• TASK BRIEF
Copy every line of the item below without any change, but leave the picture out.

>> begin TASK MATERIAL

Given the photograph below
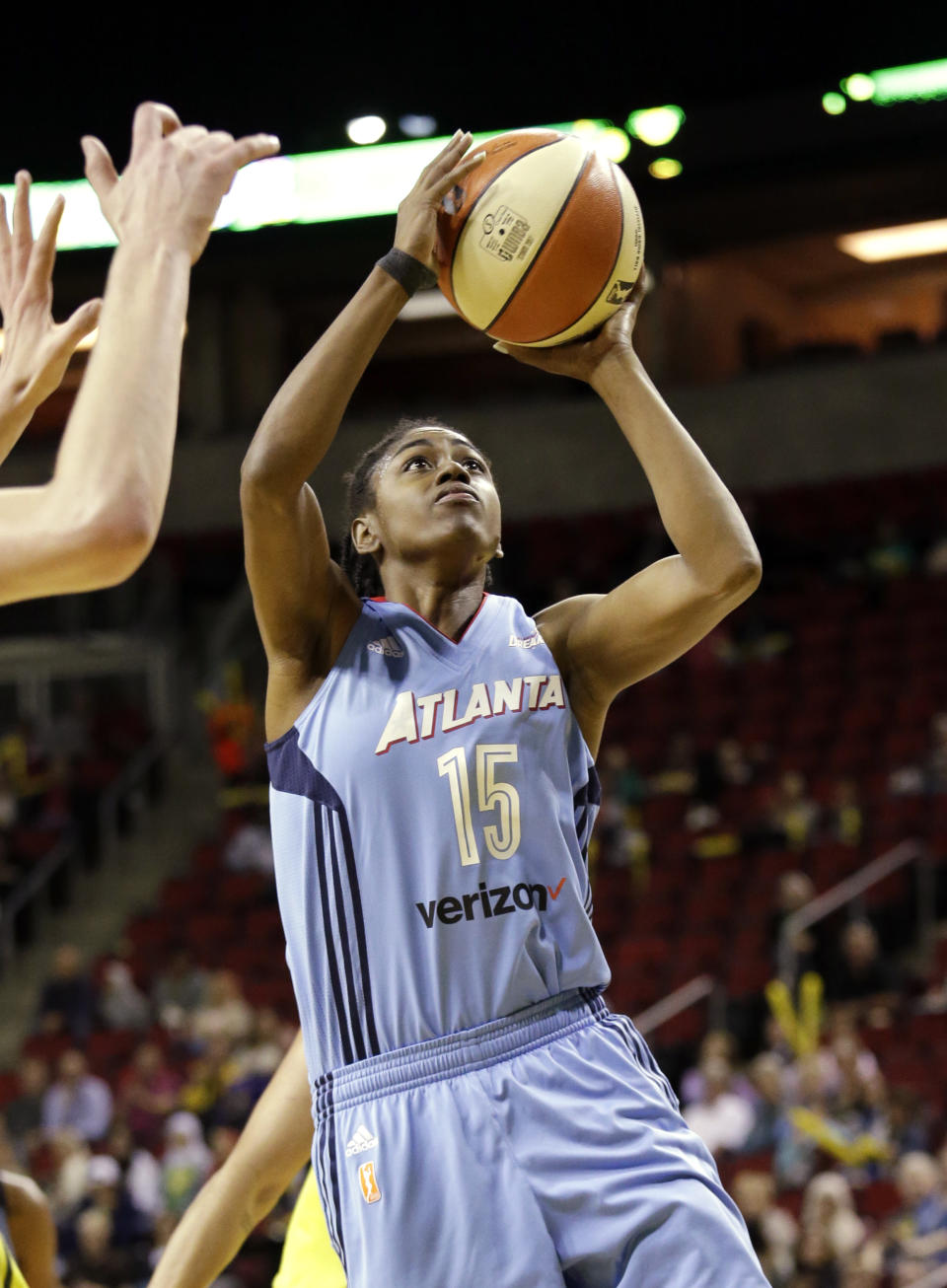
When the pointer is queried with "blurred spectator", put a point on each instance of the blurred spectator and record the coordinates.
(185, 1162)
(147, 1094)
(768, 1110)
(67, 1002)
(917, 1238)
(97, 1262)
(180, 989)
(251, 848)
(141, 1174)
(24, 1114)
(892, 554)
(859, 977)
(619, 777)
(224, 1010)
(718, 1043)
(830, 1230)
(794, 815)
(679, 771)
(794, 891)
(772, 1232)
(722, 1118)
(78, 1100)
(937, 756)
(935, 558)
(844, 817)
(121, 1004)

>> end TASK MATERIAL

• COMPLETE OUTPUT
Given the photograph below
When the pointer is queried with "blurred spectator", put a point on each instance of the blurred spectator and record the coordinates.
(185, 1162)
(147, 1094)
(768, 1110)
(67, 1002)
(917, 1238)
(97, 1262)
(180, 989)
(251, 848)
(141, 1174)
(24, 1114)
(892, 554)
(859, 977)
(619, 777)
(224, 1010)
(718, 1043)
(830, 1230)
(794, 815)
(679, 771)
(794, 891)
(772, 1232)
(722, 1118)
(78, 1100)
(937, 756)
(935, 558)
(844, 817)
(121, 1004)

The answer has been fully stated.